-- start Excerpted data --
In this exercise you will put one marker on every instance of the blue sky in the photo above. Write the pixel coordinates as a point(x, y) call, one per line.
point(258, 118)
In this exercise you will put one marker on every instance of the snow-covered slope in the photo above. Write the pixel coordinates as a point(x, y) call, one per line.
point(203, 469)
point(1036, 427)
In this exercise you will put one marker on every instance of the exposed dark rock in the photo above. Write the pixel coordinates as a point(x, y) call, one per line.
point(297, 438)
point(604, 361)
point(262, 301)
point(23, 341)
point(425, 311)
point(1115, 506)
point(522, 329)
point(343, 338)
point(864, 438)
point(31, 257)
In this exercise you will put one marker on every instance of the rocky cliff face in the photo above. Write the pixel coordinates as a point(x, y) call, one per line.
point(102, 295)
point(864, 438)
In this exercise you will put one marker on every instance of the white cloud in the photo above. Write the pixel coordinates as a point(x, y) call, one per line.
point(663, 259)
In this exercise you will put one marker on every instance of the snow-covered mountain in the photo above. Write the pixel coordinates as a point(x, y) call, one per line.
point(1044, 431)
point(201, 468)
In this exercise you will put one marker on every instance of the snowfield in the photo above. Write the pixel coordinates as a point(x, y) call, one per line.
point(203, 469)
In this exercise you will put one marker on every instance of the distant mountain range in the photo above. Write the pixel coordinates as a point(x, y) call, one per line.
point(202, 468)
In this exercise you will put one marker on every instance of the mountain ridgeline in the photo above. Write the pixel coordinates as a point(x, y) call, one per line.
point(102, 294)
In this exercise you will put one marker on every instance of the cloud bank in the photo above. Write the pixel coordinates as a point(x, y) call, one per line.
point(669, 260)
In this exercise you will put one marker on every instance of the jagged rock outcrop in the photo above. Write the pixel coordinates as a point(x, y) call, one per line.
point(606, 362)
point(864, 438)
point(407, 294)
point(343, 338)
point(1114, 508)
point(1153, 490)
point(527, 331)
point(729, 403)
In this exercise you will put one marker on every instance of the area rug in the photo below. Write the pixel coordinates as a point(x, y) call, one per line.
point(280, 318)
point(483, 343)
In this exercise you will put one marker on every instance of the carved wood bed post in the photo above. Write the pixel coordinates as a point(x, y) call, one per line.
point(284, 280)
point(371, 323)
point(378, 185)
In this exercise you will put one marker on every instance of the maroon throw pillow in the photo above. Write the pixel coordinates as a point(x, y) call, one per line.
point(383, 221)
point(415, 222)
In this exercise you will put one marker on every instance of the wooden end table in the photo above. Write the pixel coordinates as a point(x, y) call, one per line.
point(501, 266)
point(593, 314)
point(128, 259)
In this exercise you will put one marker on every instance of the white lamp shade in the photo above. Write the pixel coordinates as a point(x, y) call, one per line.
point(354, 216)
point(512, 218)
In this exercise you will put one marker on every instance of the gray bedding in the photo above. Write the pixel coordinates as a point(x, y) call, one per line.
-- end Excerpted data --
Stated problem |
Render as a numbered list every line above, from the one containing "the snow-covered slope" down through the one containing "point(102, 294)", both included, and omit any blank lines.

Task answer |
1. In this exercise you will put one marker on every instance of the snow-covered slope in the photo above. Write the pixel coordinates as a point(x, y) call, one per line.
2. point(203, 469)
3. point(1036, 427)
4. In this exercise you will put one marker on every instance of the exposed dark rock in the photo above. Write the pixel coordinates as a point(x, y) call, one per line.
5. point(297, 438)
6. point(604, 361)
7. point(262, 301)
8. point(23, 341)
9. point(425, 311)
10. point(1115, 506)
11. point(522, 329)
12. point(343, 338)
13. point(864, 438)
14. point(31, 257)
15. In this exercise you will put one marker on every instance of the rocky cliff face in the photo above. Write the pixel coordinates as a point(x, y) call, one per line.
16. point(102, 295)
17. point(864, 438)
18. In this exercise you will put one marker on every instance of the white cloud in the photo above. Write the pixel coordinates as a point(x, y) call, one per line.
19. point(663, 259)
20. In this exercise you will put one marker on every instance of the snow-covered mountain in the photo above. Write the pixel coordinates as a point(x, y) call, one per line.
21. point(1044, 431)
22. point(201, 468)
23. In this exercise you will put one marker on every instance of the snowfield in the photo above. Write the pixel coordinates as a point(x, y) call, one per line.
24. point(203, 469)
25. In this exercise you will put one marker on every instance of the distant mountain range in the photo above. Write the pixel coordinates as a point(x, y) call, one per line.
26. point(202, 468)
27. In this exercise you will put one marker on every instance of the mountain ridgeline in the photo above. Write the pixel coordinates as a point(x, y) call, one per line.
28. point(102, 294)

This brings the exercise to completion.